- **JOB 1**
Print the portion of the Vim guide that begins at the words "After pressing enter, this" and stops after "memes mocking you!", copying it word for word.
- **JOB 2**
Proceed with the Vim guide from the point where it stops.

- **SELECTED TEXT**

※ ※ ※

Vim works entirely in your terminal, so you don’t need to open any fancy app. Many computers, even today, come with Vim preinstalled, so it’s quite likely that you’re already ready to rumble. You can check by opening your terminal and typing vim. This should work without any error messages and display a piece of text that lists the Vim version and perhaps a few tips for working with it.

If you do encounter an error message, don’t panic! You can download and install Vim from the official site

Now, let’s create a simple text file with Vim to keep some notes. You might be surprised to hear that I used to write many of my lecture notes with Vim during my studies. It’s versatile!

We create the file by writing in the terminal:

vim notes.txt

After pressing enter, this command opens the file notes.txt. Note that if notes.txt exists already in your current working directory, it will open that file. Otherwise, it will create a new file.


Basic Vim Skills

When you first open your file in Vim, you will be in normal mode. You can use a variety of commands to navigate the file, search for text, and perform other tasks in this mode. I’ll explain more about this below. 

First, we want to populate our note-taking document with some notes, however. To do this, just press i. This will switch you into insert mode. Now you can take as many notes as you like. Once you’re done, press the esc key to get back to normal mode.

If you don’t want to do any further edits, you can now type :x to save the file and quit Vim. Remember this command and you’ll never have memes mocking you!


Essential Vim Commands

Vim would be a lousy code editor if opening a file, inserting text, and saving were all it could do. What makes it so special is all the neat keyboard commands that save you time and energy. Here are the most important ones:

Vim Navigation Commands

  • h, j, k, and l: Move the cursor left, down, up, and right, respectively. You can also use the arrow keys, but, as any gamer out there knows, using the standard keyboard will save you tons of time if you need to navigate around a lot.

※ ※ ※

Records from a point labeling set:
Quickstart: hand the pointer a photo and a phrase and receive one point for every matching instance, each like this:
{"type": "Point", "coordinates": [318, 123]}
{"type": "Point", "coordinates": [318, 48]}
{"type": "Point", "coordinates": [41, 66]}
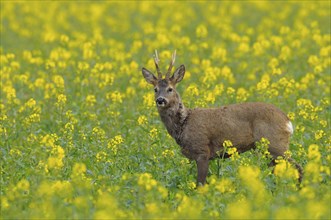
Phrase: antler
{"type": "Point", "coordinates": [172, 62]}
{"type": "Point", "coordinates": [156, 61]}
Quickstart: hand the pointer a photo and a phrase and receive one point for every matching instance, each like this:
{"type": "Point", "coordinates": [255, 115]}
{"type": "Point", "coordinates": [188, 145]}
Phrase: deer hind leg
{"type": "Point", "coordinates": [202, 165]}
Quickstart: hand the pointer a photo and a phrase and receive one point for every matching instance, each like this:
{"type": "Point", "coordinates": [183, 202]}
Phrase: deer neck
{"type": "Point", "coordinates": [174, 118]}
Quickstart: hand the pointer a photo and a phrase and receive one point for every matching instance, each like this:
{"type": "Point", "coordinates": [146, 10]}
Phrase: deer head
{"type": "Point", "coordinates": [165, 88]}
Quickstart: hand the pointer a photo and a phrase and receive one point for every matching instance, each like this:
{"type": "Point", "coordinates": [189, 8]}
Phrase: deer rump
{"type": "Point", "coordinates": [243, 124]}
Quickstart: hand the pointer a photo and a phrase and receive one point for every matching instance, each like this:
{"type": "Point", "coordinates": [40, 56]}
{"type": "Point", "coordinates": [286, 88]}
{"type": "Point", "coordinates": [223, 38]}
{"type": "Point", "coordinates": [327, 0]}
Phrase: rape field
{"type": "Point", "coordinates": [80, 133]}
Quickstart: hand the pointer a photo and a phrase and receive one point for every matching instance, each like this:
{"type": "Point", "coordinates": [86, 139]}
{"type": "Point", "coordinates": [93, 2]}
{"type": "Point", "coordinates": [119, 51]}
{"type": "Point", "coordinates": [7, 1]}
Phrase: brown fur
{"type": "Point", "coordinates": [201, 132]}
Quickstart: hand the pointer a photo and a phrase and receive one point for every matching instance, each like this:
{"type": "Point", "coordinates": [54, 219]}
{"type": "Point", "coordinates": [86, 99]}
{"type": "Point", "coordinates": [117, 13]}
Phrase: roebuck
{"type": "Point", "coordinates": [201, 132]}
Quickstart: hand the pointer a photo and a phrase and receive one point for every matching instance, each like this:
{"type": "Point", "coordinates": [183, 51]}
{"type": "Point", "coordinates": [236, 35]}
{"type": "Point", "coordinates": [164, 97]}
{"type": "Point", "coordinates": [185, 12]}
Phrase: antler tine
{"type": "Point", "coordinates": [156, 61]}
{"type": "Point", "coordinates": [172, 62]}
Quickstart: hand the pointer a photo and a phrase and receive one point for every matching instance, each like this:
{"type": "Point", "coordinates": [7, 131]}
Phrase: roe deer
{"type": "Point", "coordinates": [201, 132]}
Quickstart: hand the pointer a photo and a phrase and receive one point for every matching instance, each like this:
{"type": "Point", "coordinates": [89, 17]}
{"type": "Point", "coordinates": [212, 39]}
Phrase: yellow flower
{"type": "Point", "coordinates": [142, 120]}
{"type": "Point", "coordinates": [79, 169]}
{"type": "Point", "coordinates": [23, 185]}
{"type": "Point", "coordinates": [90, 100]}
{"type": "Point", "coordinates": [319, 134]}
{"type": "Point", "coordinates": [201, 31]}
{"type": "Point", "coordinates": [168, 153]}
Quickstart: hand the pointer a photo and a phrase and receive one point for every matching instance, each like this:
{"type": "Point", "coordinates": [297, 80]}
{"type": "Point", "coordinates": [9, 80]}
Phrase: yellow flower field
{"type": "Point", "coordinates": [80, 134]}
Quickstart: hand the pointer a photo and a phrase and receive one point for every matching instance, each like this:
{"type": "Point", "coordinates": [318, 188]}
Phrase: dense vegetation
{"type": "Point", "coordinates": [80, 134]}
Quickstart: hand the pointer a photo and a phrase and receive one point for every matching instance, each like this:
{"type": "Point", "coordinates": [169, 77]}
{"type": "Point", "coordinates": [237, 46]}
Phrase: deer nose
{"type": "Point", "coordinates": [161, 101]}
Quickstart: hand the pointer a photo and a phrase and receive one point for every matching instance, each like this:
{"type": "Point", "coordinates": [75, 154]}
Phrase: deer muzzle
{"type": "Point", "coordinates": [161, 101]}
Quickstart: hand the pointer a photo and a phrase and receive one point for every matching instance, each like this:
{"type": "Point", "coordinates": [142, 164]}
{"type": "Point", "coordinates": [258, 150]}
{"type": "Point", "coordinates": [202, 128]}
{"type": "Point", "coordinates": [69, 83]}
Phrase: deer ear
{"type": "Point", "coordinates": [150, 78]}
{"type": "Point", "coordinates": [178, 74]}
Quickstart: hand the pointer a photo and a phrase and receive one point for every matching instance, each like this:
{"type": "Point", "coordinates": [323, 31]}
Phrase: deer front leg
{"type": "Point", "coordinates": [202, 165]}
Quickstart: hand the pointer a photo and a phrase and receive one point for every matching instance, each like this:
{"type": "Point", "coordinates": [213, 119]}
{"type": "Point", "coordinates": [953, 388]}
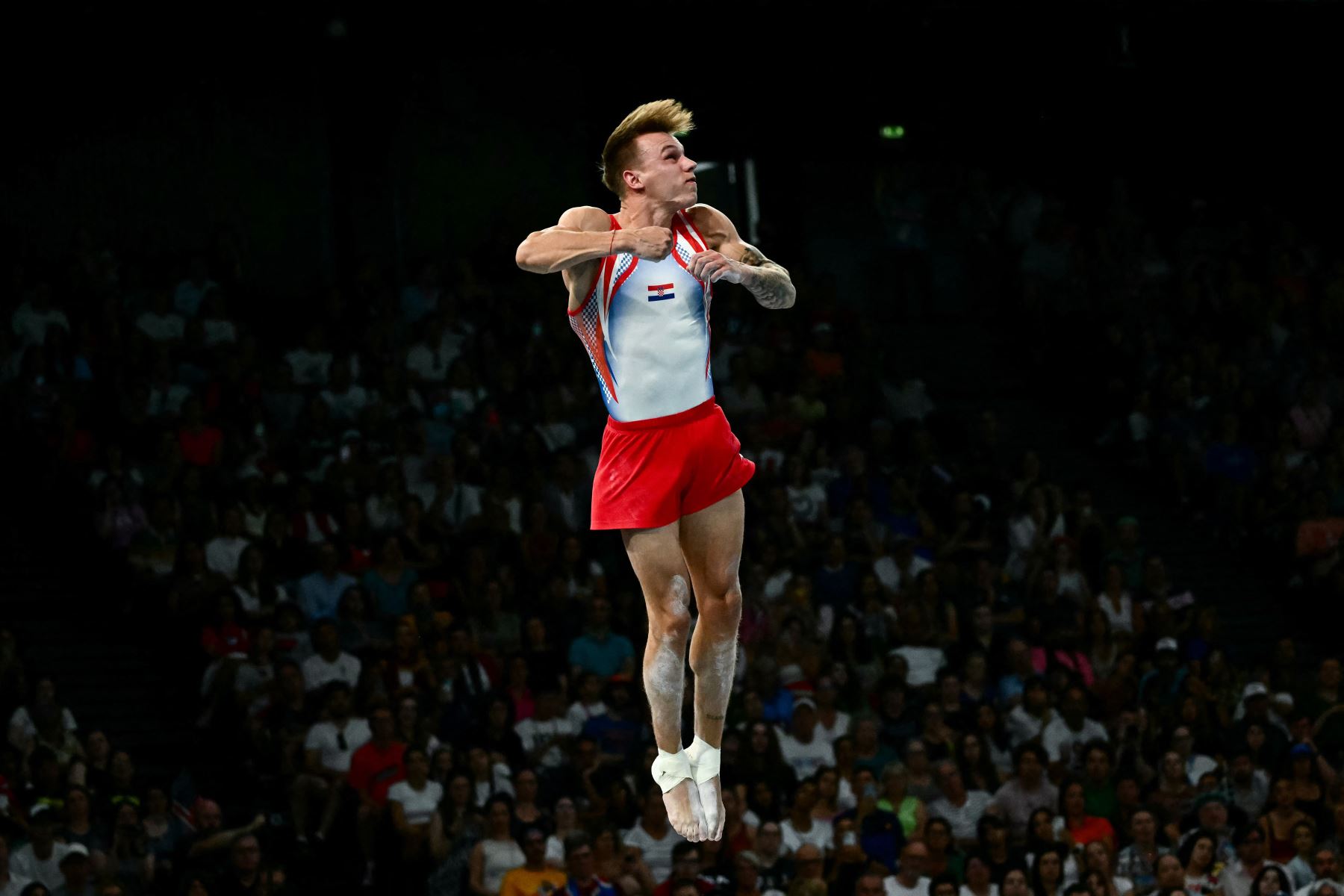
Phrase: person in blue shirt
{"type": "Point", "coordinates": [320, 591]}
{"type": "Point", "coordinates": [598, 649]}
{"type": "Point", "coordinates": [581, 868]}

※ ※ ※

- **ANSWER 1**
After pressing enter, this command opens the file notes.txt. Note that if notes.txt exists already in your current working directory, it will open that file. Otherwise, it will create a new file.


Basic Vim Skills

When you first open your file in Vim, you will be in normal mode. You can use a variety of commands to navigate the file, search for text, and perform other tasks in this mode. I’ll explain more about this below. 

First, we want to populate our note-taking document with some notes, however. To do this, just press i. This will switch you into insert mode. Now you can take as many notes as you like. Once you’re done, press the esc key to get back to normal mode.

If you don’t want to do any further edits, you can now type :x to save the file and quit Vim. Remember this command and you’ll never have memes mocking you!

- **ANSWER 2**
  • w and b: Move the cursor forward and backward one word at a time.
  • gg and G: Move the cursor to the beginning and end of the file, respectively.
  • :n: Move the cursor to line n.


Vim Editing Commands

  • i: Switch to insert mode.
  • a: Switch to insert mode and move the cursor one character to the right.
  • A: Switch to insert mode and move the cursor to the end of the line.
  • o: Create a new line below the current line and switch to insert mode.
  • O: Create a new line above the current line and switch to insert mode.
  • x: Delete the character under the cursor.
  • dw: delete the word under the cursor.
  • dd: Delete the current line.
  • yy: Copy the current line (Vim insiders call this “yanking”).
  • p: Paste the last yanked or deleted text.
  • u: undo recent changes
  • control+r: redo recent changes
  • If you want to perform an action a certain number of times, just precede your command with that number of times. For example, if you want to delete the next six lines, just type 6dd.


Saving and Quitting in Vim

  • :w: Save the current file without exiting Vim.
  • :q: Quit Vim. This only works if you have saved all recent changes.
  • :wq: Save the file and quit.
  • :q!: Quit without saving any changes made since the last save.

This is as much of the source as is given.